§ Given data:
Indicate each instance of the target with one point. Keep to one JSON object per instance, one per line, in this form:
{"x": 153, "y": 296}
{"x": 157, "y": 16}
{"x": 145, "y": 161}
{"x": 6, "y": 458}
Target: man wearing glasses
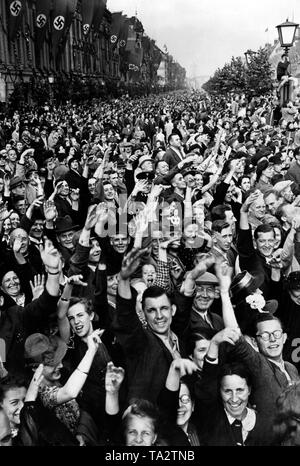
{"x": 269, "y": 372}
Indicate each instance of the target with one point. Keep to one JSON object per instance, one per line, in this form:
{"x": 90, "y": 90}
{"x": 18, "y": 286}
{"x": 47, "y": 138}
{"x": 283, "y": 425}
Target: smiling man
{"x": 150, "y": 348}
{"x": 256, "y": 255}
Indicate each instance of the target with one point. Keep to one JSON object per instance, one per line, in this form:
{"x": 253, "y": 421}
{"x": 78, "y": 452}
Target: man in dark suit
{"x": 175, "y": 153}
{"x": 262, "y": 357}
{"x": 199, "y": 292}
{"x": 149, "y": 351}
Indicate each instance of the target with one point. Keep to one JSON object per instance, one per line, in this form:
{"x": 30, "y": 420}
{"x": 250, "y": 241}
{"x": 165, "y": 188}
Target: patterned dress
{"x": 68, "y": 413}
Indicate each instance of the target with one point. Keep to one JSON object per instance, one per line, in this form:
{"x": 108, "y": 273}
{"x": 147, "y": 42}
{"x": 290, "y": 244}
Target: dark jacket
{"x": 147, "y": 358}
{"x": 268, "y": 381}
{"x": 252, "y": 261}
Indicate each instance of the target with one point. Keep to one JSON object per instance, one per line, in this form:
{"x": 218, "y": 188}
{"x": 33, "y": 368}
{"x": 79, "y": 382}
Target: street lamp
{"x": 51, "y": 82}
{"x": 248, "y": 55}
{"x": 286, "y": 33}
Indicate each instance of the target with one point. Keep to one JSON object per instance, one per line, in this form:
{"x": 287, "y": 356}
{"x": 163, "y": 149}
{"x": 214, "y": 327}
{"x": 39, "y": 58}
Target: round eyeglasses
{"x": 267, "y": 335}
{"x": 185, "y": 399}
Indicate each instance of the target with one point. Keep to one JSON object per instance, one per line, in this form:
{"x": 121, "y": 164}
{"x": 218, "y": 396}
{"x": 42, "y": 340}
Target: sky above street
{"x": 203, "y": 35}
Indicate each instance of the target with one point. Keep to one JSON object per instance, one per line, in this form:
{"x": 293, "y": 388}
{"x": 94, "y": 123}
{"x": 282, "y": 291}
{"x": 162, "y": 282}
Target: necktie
{"x": 207, "y": 320}
{"x": 236, "y": 428}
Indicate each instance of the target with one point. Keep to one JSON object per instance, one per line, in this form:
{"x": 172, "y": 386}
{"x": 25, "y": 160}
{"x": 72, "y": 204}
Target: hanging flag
{"x": 123, "y": 36}
{"x": 58, "y": 23}
{"x": 15, "y": 11}
{"x": 131, "y": 37}
{"x": 87, "y": 14}
{"x": 41, "y": 22}
{"x": 115, "y": 28}
{"x": 100, "y": 6}
{"x": 71, "y": 8}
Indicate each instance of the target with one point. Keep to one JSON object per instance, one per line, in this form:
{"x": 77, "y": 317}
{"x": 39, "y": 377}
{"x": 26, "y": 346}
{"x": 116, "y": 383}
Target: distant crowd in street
{"x": 150, "y": 272}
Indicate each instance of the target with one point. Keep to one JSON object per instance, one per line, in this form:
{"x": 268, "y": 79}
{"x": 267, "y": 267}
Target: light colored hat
{"x": 282, "y": 185}
{"x": 143, "y": 159}
{"x": 207, "y": 279}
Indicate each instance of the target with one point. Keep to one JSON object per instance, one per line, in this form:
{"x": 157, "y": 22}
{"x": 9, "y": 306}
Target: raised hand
{"x": 113, "y": 378}
{"x": 223, "y": 273}
{"x": 140, "y": 185}
{"x": 4, "y": 213}
{"x": 17, "y": 245}
{"x": 230, "y": 335}
{"x": 94, "y": 340}
{"x": 205, "y": 261}
{"x": 131, "y": 262}
{"x": 156, "y": 190}
{"x": 50, "y": 257}
{"x": 102, "y": 212}
{"x": 38, "y": 202}
{"x": 91, "y": 218}
{"x": 37, "y": 286}
{"x": 141, "y": 223}
{"x": 76, "y": 280}
{"x": 36, "y": 381}
{"x": 164, "y": 244}
{"x": 250, "y": 199}
{"x": 275, "y": 261}
{"x": 50, "y": 211}
{"x": 183, "y": 367}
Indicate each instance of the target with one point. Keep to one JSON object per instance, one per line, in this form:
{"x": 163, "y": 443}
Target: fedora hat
{"x": 243, "y": 285}
{"x": 207, "y": 279}
{"x": 47, "y": 350}
{"x": 64, "y": 224}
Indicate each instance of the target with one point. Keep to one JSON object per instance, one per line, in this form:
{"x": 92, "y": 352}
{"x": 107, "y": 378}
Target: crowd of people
{"x": 150, "y": 273}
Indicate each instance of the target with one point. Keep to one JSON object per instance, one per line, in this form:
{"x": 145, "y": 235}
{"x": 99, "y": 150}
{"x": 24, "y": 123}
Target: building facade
{"x": 82, "y": 64}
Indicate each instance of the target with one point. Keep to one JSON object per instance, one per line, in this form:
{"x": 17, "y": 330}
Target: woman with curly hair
{"x": 287, "y": 422}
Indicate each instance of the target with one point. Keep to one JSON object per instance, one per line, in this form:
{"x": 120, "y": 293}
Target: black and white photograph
{"x": 149, "y": 226}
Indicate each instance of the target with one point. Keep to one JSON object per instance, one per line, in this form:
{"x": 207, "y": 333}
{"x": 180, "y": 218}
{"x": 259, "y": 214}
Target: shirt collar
{"x": 248, "y": 422}
{"x": 170, "y": 341}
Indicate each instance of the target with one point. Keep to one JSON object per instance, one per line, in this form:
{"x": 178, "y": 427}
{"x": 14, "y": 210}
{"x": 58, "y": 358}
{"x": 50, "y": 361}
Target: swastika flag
{"x": 15, "y": 11}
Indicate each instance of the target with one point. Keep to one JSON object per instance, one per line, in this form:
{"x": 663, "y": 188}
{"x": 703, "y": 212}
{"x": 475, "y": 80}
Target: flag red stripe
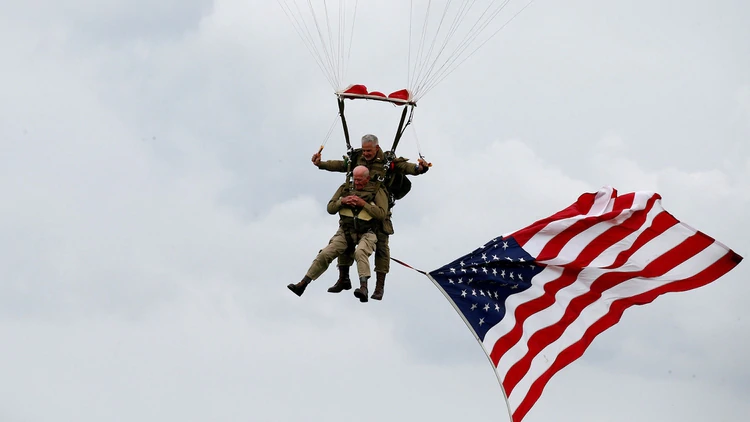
{"x": 581, "y": 207}
{"x": 613, "y": 235}
{"x": 618, "y": 307}
{"x": 547, "y": 335}
{"x": 525, "y": 310}
{"x": 662, "y": 222}
{"x": 568, "y": 276}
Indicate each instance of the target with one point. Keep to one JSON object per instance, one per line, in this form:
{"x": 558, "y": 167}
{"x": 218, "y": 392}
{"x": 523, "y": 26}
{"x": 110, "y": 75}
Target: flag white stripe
{"x": 603, "y": 204}
{"x": 551, "y": 315}
{"x": 575, "y": 245}
{"x": 600, "y": 308}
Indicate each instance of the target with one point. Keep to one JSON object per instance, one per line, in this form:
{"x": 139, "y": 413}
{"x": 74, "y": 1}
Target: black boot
{"x": 343, "y": 283}
{"x": 299, "y": 288}
{"x": 379, "y": 287}
{"x": 361, "y": 293}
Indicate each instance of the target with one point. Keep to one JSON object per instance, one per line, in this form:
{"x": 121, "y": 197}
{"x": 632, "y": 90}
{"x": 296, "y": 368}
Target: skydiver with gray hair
{"x": 389, "y": 172}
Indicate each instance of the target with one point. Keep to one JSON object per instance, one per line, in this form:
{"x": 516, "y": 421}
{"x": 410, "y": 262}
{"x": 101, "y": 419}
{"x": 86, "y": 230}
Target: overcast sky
{"x": 158, "y": 197}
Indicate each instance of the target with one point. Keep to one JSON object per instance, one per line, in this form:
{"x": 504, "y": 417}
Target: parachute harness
{"x": 390, "y": 155}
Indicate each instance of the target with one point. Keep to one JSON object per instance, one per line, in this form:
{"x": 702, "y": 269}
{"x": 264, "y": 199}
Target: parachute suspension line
{"x": 479, "y": 25}
{"x": 300, "y": 26}
{"x": 401, "y": 126}
{"x": 329, "y": 57}
{"x": 333, "y": 58}
{"x": 327, "y": 45}
{"x": 416, "y": 140}
{"x": 420, "y": 48}
{"x": 349, "y": 150}
{"x": 447, "y": 73}
{"x": 328, "y": 134}
{"x": 434, "y": 70}
{"x": 425, "y": 62}
{"x": 463, "y": 10}
{"x": 408, "y": 60}
{"x": 351, "y": 37}
{"x": 343, "y": 124}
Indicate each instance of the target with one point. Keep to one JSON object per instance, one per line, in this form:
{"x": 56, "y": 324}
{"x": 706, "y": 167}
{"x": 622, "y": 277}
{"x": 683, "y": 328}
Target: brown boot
{"x": 361, "y": 293}
{"x": 299, "y": 288}
{"x": 379, "y": 286}
{"x": 343, "y": 283}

§ Aim of the task: Identify each line of the material above that contains the word "boot", and copy those lines.

§ Final result:
Target: black boot
Target: brown boot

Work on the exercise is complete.